Quarantine (separating well people who have been exposed to the virus, to see if they become ill) and self-isolation (separating people who have symptoms so that they can’t infect others, including close family members) are sometimes needed to prevent the spread of a virus in a community including close family members.

Dealing with isolation

People placed in quarantine or self-isolation may experience a wide range of feelings, including fear, anger, sadness, irritability, guilt or confusion. They may find it hard to sleep. Some people might feel relieved. Humans are social creatures and need connection to others to thrive, which can make isolation challenging. The following suggestions may help you through this challenging time:

Keep busy

  • Create and stick to a schedule for work, leisure, chores, meals, physical activity and sleep. 
  • Many people will not be able to work when they are quarantined. Explore if your employer will allow you to work from home and attend meetings via teleconference or videoconference. Keeping busy with day-to-day activities can be helpful. Loss of income is a major source of fear and not everyone has a supportive work environment.
  • Catch up on other tasks or projects at home. 
  • Do things that you normally love to do (e.g., crosswords, puzzles, reading, TV shows, listening to music).

Social interaction

  • Think of ways to stay connected to other people – by videoconference, phone, chat or text. Talking to others and sharing how you are feeling is important. So is asking for help when you’re feeling overwhelmed.

What this exercise asks ::
(1) Answer these questions about the passage on coping with quarantine and isolation:
(a) Which people does quarantine separate, and for what purpose?
(b) What does the passage name as a major source of fear?
(c) Through what means does it suggest staying connected to other people?
(2) Write the next part of the passage on coping with quarantine and isolation, starting after its last sentence.

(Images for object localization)

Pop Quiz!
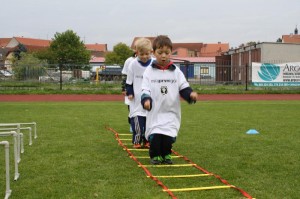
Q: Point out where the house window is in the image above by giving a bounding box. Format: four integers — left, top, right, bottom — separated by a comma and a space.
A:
200, 67, 209, 74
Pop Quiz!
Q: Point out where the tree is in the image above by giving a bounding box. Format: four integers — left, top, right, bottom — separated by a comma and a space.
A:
105, 43, 133, 66
13, 52, 47, 80
49, 30, 91, 90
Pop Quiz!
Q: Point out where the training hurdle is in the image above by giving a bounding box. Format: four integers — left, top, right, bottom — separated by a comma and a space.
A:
0, 122, 38, 139
0, 127, 32, 146
0, 141, 11, 199
0, 131, 20, 180
0, 123, 21, 163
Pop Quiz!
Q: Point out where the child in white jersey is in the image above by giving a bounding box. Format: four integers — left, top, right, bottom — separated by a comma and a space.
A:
122, 51, 136, 133
126, 38, 153, 148
141, 35, 198, 164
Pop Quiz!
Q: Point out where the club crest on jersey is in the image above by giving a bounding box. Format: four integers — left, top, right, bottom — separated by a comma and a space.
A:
160, 86, 168, 95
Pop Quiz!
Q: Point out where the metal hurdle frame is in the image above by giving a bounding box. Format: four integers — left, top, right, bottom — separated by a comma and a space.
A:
0, 123, 21, 163
0, 127, 32, 146
0, 141, 12, 199
0, 131, 20, 181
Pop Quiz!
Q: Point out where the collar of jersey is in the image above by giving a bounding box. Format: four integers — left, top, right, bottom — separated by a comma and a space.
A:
152, 61, 176, 71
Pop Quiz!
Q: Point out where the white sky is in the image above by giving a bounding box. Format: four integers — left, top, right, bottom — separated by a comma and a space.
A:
0, 0, 300, 50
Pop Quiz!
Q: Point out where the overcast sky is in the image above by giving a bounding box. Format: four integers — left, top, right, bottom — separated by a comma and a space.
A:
0, 0, 300, 50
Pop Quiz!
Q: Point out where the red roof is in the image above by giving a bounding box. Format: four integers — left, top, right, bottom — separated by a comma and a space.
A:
90, 57, 105, 63
0, 38, 11, 47
200, 43, 229, 57
282, 34, 300, 44
85, 43, 107, 52
171, 56, 216, 63
14, 37, 51, 47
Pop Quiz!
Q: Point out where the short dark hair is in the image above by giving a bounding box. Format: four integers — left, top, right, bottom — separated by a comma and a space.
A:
152, 35, 173, 51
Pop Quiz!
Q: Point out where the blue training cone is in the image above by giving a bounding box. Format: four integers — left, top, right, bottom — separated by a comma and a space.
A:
246, 129, 259, 135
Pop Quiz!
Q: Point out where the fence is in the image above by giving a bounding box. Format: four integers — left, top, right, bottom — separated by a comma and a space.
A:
0, 63, 299, 91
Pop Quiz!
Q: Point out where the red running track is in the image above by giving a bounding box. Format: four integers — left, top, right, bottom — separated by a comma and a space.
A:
0, 94, 300, 102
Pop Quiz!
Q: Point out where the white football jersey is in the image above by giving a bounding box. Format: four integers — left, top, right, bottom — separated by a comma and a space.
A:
126, 58, 153, 117
142, 65, 190, 139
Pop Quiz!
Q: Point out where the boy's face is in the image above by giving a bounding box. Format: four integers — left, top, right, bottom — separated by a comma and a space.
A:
154, 46, 172, 66
137, 50, 152, 63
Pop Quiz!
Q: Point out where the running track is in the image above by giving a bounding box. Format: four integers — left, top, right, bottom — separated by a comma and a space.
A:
0, 94, 300, 102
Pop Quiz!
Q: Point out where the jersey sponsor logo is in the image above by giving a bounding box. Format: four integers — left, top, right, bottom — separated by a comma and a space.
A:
160, 86, 168, 95
151, 79, 177, 84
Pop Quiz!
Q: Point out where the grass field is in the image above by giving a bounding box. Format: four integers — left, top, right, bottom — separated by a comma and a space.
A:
0, 101, 300, 199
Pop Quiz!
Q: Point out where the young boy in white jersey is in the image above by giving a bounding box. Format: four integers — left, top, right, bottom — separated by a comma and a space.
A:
141, 35, 198, 164
126, 38, 153, 148
122, 52, 136, 133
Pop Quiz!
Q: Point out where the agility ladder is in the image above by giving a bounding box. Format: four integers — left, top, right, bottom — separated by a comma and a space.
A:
106, 127, 255, 199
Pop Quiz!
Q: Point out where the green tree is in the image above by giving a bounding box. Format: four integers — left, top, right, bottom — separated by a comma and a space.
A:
13, 52, 47, 80
105, 43, 133, 66
49, 30, 91, 90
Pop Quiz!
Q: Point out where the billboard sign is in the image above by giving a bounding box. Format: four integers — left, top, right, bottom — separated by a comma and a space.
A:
252, 62, 300, 86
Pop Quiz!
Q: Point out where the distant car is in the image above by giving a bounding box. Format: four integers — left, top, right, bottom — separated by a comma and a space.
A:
0, 70, 12, 78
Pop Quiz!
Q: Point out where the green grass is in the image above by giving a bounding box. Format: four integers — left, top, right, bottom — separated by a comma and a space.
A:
0, 81, 300, 94
0, 101, 300, 199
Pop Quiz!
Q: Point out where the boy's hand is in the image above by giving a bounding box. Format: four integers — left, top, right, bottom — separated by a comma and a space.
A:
190, 92, 198, 101
128, 95, 133, 100
144, 100, 150, 111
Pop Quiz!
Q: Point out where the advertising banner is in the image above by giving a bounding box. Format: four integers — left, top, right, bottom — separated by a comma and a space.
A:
252, 62, 300, 86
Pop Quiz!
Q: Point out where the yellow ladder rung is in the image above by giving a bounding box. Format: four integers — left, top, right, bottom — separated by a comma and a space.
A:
123, 149, 149, 151
163, 185, 233, 192
130, 155, 182, 159
138, 164, 196, 167
147, 174, 212, 178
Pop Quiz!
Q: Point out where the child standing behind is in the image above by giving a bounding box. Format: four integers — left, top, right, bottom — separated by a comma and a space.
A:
126, 38, 153, 148
141, 35, 198, 164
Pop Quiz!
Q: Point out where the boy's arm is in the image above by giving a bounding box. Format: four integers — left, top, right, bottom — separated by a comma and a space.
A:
141, 93, 152, 111
179, 87, 198, 104
125, 64, 134, 99
121, 74, 127, 94
126, 84, 134, 96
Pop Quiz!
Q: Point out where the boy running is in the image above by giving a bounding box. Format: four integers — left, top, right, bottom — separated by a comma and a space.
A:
126, 38, 153, 148
141, 35, 198, 164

Task results ::
(1)
(a) Quarantine separates well people who have been exposed to the virus, to see if they become ill.
(b) Loss of income.
(c) Videoconference, phone, chat or text.

(2)
  • As much as is possible, prepare healthy meals and drink lots of water. 
  • Stay physically active: go online to find exercises you can do at home with no equipment.
  • Practise relaxation or meditation. 

Prepare ahead

  • Stock up on groceries and supplies ahead of time if possible, including dried pasta, rice, canned foods, hygiene products, medications and toiletries.
  • Plan ahead with family or friends to get additional food and supplies if you are quarantined. 
  • Use delivery services to order groceries. Your local grocery store may offer this service. 
  • Ask your pharmacy if they can deliver medications you need, or plan ahead to make sure you have enough medication to last through your quarantine.  If you take opioids to treat either chronic pain or addiction, make sure that the pharmacist and prescriber are available to ensure an uninterrupted supply of your medication. 
  • Keep a list of important numbers, including your doctor, public health, pharmacy and hospital.